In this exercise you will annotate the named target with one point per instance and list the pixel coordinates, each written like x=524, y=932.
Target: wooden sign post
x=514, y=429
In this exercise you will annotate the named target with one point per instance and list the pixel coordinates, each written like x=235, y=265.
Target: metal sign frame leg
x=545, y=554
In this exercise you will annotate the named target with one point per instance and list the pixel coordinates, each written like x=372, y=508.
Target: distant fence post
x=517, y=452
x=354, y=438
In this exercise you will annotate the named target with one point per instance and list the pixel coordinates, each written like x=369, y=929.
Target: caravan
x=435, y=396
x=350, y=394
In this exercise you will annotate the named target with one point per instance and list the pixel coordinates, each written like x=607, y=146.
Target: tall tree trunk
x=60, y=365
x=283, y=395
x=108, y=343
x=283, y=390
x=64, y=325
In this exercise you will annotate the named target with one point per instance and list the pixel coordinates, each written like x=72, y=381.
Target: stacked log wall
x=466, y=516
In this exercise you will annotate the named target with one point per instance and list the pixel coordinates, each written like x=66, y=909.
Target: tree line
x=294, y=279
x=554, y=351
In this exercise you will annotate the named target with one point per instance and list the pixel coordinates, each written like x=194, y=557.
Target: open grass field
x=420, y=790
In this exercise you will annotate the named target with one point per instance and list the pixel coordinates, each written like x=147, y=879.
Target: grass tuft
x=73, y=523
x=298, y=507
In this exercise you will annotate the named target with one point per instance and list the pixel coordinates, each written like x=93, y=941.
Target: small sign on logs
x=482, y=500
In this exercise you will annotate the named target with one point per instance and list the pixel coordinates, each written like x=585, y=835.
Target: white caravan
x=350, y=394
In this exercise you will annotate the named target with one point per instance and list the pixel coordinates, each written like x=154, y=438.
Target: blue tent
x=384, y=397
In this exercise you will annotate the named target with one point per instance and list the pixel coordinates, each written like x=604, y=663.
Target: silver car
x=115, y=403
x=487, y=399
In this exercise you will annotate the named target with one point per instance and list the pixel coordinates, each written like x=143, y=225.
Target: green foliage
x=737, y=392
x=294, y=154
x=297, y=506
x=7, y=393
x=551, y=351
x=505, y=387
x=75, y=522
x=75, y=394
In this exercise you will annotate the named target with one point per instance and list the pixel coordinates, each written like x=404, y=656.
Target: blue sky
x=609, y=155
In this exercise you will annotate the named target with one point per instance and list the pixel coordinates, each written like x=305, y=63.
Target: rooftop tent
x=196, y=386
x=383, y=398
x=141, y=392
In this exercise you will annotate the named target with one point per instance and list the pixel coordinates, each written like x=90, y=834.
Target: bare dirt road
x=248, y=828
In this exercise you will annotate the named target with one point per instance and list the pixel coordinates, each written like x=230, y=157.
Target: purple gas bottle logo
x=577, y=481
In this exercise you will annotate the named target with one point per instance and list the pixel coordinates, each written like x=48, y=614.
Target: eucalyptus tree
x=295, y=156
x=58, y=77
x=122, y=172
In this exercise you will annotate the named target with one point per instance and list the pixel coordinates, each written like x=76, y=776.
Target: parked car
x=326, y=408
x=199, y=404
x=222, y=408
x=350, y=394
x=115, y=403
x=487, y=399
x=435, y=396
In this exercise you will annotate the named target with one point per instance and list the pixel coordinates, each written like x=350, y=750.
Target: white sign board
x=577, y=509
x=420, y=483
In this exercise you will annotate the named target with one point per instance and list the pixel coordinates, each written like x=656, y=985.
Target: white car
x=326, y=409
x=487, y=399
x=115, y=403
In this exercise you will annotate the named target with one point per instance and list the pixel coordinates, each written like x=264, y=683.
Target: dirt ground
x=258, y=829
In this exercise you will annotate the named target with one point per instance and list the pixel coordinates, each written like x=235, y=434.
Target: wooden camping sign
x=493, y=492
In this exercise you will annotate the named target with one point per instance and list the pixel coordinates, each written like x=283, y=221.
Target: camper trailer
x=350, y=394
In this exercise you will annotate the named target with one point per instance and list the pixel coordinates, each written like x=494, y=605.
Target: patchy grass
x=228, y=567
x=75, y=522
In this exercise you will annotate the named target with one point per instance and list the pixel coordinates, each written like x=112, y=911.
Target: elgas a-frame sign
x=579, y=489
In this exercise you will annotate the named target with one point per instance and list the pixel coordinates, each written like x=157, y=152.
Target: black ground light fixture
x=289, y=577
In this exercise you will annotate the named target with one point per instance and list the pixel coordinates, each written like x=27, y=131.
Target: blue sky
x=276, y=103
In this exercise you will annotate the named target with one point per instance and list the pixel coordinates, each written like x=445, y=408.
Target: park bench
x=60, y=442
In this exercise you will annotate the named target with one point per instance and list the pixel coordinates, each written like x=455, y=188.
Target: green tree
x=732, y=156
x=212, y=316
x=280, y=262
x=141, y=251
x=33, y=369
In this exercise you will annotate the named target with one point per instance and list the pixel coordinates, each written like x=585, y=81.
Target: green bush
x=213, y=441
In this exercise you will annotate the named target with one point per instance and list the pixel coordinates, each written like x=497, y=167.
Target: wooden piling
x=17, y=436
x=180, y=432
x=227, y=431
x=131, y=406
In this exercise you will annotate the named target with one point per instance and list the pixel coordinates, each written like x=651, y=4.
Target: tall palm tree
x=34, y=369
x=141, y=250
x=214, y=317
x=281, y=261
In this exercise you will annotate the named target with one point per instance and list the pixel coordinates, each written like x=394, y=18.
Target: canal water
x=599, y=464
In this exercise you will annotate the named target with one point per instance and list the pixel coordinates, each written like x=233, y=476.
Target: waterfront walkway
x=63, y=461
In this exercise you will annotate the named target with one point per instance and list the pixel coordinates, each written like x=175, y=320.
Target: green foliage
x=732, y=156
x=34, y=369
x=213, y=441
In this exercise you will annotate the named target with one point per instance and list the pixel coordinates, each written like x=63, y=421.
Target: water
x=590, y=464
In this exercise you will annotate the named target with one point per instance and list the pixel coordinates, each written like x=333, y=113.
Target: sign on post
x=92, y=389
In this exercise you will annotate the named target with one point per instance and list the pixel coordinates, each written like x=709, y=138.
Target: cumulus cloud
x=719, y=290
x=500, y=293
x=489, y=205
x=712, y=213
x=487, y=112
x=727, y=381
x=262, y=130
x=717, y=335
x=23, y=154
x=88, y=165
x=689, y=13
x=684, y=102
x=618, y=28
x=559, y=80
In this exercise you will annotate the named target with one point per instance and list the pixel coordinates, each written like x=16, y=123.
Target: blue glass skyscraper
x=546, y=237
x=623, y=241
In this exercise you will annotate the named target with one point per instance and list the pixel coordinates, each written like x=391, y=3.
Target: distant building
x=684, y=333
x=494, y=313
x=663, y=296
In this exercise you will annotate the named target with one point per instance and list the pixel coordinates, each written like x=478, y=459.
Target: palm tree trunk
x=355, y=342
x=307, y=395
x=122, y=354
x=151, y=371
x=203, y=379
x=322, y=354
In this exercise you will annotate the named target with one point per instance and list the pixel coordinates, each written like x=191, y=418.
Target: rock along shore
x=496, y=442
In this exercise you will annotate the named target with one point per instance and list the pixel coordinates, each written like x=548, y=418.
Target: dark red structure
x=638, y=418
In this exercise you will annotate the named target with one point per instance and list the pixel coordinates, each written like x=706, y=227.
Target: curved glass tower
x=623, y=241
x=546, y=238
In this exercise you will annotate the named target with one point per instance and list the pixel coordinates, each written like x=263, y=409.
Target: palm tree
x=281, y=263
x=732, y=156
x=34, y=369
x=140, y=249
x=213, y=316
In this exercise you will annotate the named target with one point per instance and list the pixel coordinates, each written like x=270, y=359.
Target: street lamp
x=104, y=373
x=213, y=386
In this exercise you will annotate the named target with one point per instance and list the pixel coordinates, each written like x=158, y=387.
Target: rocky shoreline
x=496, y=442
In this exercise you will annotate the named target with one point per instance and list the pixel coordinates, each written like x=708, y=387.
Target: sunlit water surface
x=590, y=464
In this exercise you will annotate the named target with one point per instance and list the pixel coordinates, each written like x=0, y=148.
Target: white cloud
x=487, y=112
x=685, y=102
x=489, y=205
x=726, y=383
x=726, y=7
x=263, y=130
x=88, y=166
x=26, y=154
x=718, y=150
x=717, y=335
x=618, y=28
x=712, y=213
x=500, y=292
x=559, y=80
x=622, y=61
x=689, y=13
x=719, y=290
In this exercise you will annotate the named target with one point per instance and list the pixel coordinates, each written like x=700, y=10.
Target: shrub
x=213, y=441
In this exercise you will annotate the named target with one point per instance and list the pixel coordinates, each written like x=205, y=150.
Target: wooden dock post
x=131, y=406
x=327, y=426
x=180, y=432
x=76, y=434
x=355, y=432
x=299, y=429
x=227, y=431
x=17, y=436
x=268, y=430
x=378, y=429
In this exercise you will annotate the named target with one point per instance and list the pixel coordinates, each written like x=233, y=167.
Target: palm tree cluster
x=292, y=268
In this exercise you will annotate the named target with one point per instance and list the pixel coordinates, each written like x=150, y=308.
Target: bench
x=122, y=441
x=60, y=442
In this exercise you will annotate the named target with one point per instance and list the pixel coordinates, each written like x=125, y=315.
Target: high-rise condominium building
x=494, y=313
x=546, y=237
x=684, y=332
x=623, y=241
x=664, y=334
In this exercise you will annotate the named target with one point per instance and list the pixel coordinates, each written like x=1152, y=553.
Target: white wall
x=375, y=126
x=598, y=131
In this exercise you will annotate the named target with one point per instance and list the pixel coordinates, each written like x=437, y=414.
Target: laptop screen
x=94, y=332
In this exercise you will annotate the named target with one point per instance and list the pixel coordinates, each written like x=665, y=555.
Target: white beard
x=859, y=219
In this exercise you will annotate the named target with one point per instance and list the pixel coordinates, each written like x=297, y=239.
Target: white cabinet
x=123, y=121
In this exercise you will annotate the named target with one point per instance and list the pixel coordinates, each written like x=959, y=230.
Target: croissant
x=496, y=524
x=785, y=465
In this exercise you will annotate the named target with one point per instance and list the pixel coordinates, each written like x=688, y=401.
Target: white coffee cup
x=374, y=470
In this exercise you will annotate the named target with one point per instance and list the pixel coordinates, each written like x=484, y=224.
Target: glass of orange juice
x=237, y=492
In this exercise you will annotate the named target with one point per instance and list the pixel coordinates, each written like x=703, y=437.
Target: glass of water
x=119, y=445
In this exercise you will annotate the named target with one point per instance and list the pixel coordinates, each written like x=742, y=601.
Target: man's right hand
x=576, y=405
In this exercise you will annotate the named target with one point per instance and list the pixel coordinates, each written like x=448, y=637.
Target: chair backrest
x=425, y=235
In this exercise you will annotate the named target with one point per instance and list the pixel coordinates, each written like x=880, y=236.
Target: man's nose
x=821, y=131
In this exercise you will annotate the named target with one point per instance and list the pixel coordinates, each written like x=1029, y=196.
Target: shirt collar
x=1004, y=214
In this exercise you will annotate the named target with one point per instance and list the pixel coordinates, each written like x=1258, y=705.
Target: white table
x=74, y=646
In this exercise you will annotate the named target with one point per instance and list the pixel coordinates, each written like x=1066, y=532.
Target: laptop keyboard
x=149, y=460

▶ [Problem statement]: Could you write out exactly the lines above, starting at the first one and ending with the line that has "like x=372, y=508."?

▶ [Finished task]:
In this exercise you will annotate the named target with one point per instance and list the pixel coordinates, each written like x=524, y=932.
Target: wooden sign post
x=514, y=429
In this exercise you will annotate the named target with one point per instance and list the pixel coordinates, each written like x=235, y=265.
Target: metal sign frame leg
x=545, y=554
In this exercise you will annotate the named target with one point per instance and list the pixel coordinates, each written like x=372, y=508.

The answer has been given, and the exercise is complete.